▸ Requirements:
List every line in the records below that contains the word "rear".

▸ Task inputs:
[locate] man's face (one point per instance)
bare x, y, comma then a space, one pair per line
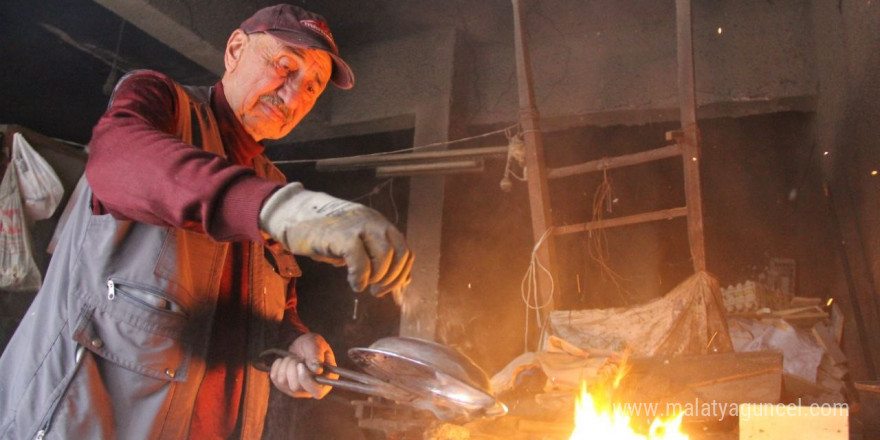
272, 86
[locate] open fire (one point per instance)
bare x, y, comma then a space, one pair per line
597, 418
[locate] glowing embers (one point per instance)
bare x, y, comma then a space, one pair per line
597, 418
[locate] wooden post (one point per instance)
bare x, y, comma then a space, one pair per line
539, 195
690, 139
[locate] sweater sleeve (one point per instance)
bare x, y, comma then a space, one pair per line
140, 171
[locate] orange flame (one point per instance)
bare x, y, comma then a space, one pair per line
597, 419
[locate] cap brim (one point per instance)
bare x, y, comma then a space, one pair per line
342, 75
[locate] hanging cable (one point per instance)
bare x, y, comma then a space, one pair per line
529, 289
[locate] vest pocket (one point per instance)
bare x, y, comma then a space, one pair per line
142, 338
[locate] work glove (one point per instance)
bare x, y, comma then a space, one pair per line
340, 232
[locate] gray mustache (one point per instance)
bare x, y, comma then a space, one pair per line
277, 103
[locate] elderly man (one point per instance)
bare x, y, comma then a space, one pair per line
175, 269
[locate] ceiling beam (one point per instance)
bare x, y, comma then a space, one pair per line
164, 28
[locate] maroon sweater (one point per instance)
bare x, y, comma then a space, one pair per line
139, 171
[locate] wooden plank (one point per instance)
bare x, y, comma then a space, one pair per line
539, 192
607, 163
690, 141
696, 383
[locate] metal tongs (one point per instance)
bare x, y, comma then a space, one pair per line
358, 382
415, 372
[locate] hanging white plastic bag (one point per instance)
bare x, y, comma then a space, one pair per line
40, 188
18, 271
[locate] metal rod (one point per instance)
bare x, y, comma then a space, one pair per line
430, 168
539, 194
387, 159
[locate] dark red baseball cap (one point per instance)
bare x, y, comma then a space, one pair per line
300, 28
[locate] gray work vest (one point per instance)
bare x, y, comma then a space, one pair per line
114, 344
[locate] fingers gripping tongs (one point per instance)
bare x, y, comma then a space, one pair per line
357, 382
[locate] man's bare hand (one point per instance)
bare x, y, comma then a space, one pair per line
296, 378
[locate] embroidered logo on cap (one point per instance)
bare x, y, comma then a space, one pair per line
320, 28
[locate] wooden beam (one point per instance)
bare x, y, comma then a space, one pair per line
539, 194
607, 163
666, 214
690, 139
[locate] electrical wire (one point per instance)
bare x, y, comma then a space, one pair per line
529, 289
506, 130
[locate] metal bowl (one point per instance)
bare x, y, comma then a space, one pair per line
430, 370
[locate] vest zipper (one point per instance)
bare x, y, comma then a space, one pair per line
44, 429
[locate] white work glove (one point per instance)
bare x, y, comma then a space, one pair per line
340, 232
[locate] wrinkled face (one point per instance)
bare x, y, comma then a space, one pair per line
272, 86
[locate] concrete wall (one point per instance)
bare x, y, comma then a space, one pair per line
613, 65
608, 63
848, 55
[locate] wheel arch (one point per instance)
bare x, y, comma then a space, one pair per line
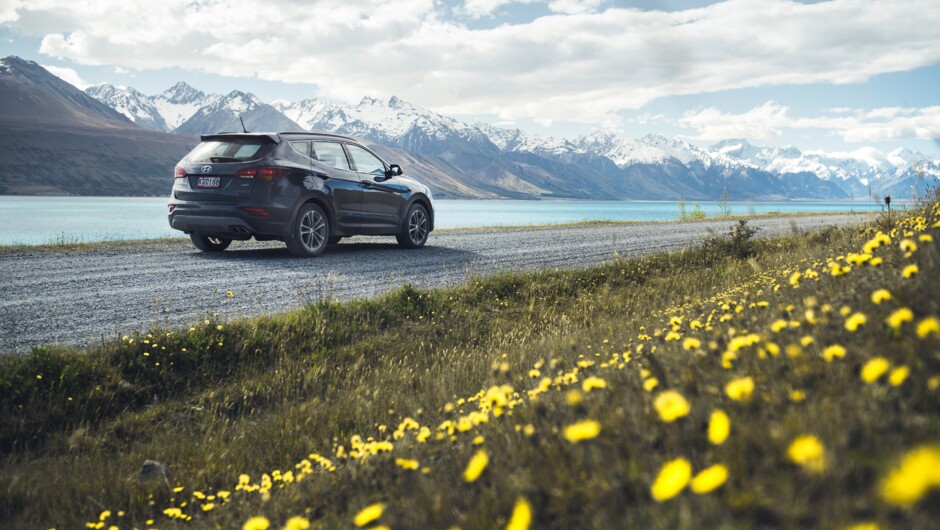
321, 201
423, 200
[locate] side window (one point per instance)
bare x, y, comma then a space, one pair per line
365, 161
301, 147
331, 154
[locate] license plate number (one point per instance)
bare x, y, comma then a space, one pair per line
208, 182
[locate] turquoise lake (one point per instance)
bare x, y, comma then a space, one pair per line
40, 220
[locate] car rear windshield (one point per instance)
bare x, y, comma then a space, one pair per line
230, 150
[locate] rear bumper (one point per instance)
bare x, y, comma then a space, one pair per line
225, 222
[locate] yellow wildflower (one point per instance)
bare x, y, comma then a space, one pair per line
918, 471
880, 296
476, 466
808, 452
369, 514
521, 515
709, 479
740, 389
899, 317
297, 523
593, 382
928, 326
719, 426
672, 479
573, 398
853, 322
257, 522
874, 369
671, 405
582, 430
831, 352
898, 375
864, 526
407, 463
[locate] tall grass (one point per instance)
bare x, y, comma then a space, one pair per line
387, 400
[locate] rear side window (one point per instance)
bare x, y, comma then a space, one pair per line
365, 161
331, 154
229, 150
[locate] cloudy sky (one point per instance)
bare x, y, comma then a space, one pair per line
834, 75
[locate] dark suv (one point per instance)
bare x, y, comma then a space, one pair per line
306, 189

--

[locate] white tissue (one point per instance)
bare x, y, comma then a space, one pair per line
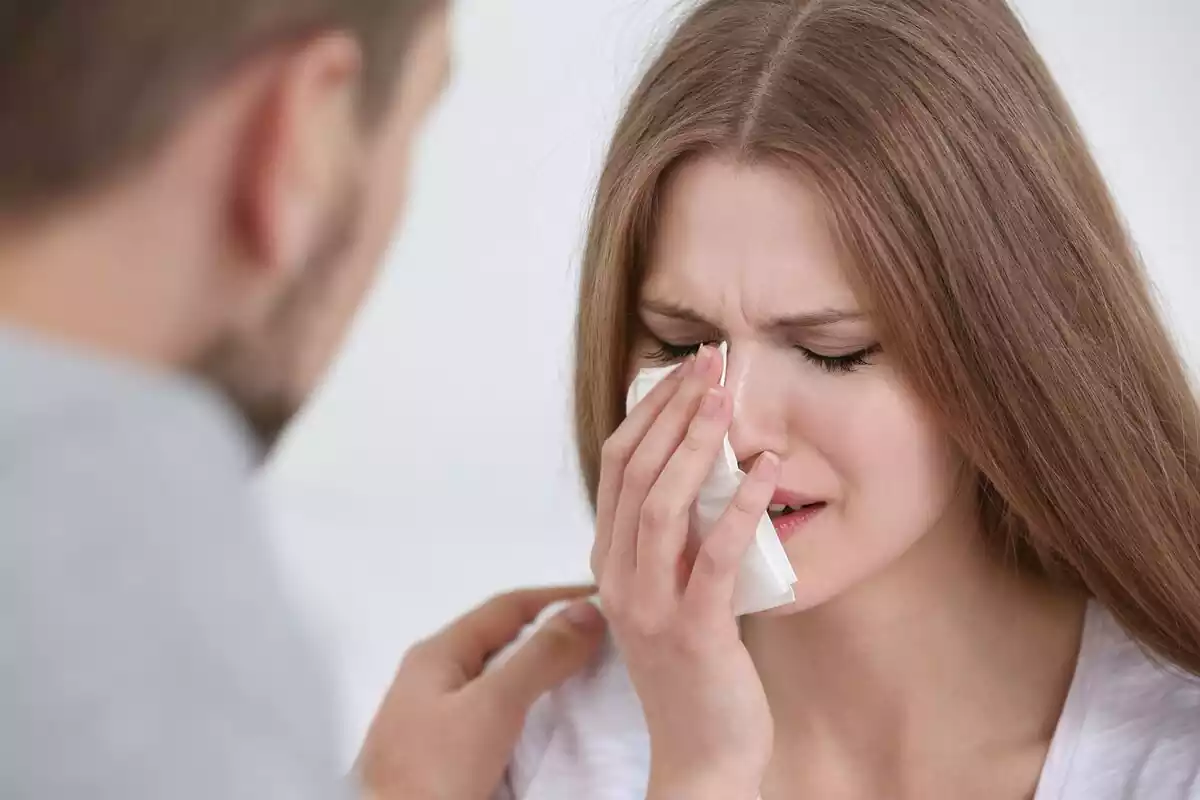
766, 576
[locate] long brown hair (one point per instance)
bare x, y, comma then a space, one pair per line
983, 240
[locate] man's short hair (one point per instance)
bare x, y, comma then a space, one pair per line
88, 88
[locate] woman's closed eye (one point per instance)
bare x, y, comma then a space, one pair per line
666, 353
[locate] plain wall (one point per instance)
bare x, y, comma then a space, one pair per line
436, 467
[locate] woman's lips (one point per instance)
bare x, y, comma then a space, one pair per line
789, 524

▸ The reply:
[locate] car rear windshield (one point per instance)
[locate] rear bumper (one point per instance)
[locate] rear side window (one point per instance)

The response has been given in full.